Print the lines of the data, starting with the first, up to and including the line where "Look at the photograph above. For each instance of the teal" appears.

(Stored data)
☆ ☆ ☆ ☆

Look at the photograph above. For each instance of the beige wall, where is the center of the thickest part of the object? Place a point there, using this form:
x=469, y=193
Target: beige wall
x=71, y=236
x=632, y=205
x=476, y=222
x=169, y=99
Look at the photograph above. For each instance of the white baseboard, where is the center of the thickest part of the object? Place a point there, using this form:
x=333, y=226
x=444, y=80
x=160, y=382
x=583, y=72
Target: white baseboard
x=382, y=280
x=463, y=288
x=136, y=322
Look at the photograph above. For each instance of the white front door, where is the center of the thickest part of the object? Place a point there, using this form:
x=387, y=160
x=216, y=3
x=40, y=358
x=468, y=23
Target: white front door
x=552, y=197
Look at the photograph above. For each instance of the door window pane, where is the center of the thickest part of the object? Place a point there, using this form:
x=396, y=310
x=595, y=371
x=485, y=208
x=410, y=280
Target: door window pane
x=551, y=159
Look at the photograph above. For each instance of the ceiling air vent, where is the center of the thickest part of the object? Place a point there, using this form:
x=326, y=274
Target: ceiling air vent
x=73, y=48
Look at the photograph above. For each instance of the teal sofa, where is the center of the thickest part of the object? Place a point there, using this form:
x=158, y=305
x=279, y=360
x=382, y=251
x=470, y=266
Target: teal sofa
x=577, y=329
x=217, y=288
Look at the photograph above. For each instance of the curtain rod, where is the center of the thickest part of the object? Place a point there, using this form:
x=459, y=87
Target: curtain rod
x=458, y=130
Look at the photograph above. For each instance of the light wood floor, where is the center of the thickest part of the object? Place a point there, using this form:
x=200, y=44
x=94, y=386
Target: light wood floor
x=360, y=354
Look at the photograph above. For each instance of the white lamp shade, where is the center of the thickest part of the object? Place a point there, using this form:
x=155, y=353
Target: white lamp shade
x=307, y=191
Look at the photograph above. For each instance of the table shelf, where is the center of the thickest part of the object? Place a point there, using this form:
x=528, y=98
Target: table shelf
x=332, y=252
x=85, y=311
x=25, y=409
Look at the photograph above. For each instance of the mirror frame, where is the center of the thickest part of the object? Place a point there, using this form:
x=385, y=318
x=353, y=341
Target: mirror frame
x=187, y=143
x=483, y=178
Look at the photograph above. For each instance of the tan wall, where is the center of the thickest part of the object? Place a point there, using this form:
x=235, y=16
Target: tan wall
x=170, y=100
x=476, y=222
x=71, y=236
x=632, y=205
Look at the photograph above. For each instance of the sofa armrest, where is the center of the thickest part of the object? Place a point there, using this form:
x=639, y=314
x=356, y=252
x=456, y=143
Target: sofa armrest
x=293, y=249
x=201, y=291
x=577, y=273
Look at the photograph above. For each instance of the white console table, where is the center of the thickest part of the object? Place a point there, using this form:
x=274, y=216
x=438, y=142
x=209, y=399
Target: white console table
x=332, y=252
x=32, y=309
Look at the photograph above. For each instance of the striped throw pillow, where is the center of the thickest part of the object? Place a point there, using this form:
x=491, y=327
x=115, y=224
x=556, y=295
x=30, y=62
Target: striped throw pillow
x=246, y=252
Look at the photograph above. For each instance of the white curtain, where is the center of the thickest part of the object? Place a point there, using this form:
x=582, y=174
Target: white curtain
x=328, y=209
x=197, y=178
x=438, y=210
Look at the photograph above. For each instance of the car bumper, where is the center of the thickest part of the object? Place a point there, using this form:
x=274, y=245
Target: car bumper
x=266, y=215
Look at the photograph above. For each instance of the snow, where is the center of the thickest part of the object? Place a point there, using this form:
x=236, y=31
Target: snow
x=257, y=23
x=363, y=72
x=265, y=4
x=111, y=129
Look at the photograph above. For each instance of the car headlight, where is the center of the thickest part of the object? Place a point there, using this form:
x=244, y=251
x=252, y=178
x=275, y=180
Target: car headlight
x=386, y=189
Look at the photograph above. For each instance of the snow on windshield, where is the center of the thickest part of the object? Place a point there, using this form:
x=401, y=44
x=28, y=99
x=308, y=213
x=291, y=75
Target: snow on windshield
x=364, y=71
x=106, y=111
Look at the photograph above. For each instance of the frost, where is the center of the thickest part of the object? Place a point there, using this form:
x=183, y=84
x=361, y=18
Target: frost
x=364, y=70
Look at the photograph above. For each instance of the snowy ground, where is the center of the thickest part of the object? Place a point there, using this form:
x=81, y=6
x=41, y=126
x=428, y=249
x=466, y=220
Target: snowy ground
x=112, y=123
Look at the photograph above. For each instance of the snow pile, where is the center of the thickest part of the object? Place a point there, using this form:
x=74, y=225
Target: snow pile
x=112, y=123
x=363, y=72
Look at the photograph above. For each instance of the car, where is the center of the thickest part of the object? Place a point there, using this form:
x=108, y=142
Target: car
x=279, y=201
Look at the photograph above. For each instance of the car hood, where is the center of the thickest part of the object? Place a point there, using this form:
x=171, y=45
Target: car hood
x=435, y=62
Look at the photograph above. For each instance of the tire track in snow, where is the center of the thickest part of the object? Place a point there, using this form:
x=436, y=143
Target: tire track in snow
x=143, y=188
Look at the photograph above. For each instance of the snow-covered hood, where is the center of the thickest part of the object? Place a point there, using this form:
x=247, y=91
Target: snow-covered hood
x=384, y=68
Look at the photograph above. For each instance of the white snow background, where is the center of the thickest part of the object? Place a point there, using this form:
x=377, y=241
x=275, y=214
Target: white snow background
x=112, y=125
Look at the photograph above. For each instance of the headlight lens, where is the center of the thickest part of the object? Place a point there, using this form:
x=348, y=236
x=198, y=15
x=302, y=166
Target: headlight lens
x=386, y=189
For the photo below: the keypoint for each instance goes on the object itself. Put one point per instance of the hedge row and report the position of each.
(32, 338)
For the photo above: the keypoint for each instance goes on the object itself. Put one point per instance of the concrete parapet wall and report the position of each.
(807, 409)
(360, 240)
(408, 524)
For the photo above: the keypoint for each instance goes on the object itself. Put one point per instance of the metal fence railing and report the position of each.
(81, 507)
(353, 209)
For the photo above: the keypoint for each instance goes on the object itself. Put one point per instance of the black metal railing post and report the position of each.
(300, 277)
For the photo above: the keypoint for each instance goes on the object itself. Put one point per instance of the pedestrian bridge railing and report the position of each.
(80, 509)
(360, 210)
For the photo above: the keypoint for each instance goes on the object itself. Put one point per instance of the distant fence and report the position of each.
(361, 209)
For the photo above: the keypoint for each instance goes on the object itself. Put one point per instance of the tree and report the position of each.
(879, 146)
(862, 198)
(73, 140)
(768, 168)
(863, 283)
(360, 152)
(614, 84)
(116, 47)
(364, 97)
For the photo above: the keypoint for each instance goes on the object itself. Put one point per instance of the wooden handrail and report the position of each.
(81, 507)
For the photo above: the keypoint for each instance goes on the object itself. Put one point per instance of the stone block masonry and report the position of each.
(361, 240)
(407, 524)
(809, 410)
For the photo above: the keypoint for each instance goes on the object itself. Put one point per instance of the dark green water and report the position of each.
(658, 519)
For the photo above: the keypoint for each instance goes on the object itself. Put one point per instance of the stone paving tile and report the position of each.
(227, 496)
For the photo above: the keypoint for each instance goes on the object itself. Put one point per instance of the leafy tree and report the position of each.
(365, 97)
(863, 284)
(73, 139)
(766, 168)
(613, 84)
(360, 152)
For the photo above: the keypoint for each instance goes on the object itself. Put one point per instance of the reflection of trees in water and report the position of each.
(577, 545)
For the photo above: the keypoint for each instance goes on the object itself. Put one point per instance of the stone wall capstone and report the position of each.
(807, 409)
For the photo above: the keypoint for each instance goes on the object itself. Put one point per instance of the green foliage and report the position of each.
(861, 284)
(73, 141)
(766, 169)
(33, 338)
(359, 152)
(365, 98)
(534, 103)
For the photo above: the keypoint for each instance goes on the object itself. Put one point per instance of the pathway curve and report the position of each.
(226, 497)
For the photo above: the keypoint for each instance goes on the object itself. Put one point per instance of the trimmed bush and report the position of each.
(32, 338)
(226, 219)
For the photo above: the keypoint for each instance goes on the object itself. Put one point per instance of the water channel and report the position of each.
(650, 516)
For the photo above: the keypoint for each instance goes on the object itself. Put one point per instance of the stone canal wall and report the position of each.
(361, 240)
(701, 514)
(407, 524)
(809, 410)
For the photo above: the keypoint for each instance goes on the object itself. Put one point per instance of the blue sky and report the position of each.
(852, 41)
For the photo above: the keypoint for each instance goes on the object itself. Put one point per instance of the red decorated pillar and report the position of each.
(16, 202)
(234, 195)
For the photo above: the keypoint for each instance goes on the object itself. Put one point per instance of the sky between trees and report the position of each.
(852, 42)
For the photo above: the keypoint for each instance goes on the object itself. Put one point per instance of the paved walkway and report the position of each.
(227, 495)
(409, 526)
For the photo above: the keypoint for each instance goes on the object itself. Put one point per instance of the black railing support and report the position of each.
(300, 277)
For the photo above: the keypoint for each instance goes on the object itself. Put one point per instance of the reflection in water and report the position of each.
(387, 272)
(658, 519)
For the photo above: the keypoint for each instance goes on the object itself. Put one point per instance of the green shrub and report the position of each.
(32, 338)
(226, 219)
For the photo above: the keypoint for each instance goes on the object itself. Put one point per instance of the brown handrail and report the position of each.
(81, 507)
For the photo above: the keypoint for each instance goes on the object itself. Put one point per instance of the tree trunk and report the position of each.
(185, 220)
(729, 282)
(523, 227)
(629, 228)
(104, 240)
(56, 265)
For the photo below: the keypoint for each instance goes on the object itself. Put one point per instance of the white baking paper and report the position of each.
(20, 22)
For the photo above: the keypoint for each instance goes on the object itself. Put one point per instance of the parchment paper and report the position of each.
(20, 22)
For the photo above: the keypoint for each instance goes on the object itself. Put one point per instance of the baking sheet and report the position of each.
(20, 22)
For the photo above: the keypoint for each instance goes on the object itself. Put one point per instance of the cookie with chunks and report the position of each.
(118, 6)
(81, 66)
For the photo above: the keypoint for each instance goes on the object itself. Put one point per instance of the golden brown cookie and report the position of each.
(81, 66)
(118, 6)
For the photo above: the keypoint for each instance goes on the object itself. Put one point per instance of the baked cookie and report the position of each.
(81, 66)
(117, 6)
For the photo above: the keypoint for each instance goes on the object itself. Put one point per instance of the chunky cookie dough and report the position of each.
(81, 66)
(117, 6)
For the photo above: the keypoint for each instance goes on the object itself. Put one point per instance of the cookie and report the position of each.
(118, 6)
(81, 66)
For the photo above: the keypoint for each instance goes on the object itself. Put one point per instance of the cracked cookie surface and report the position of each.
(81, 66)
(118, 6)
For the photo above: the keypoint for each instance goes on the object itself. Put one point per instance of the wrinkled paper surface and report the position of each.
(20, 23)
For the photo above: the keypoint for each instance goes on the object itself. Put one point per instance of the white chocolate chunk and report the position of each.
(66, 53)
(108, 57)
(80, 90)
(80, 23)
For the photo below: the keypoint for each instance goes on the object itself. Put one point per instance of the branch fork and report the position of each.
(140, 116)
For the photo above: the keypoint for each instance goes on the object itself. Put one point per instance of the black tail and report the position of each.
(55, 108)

☆ ☆ ☆ ☆

_Result of the exercise_:
Look at the photograph above. For each instance of the beige wall, where is the center of the thickest part of the object? Place a point there, using this form:
x=469, y=193
Target: beige wall
x=71, y=236
x=632, y=205
x=476, y=222
x=169, y=99
Look at the photograph above. For each instance of the white baseboard, where is the center of the thickest part of the object? Place a point there, using this form:
x=333, y=226
x=444, y=80
x=160, y=382
x=583, y=72
Target: white baseboard
x=382, y=280
x=463, y=288
x=136, y=322
Look at the photograph above. For each instance of the white front door, where is the center of the thickest part of the object? Place a point there, using this form:
x=387, y=160
x=216, y=3
x=40, y=358
x=468, y=23
Target: white front door
x=552, y=197
Look at the photograph above. For each instance of the door window pane, where is the center of the thickest part of the object? Place a point there, using this form:
x=396, y=310
x=595, y=371
x=485, y=208
x=410, y=280
Target: door window pane
x=551, y=159
Look at the photograph above. For each instance of the ceiling air vent, where is the center of the thickest part of the object? Place a point there, using this form:
x=326, y=274
Target: ceiling air vent
x=73, y=48
Look at the photograph above. For each instance of the teal sofa, where is the center of the thickest part of the object? Place a point there, using this form:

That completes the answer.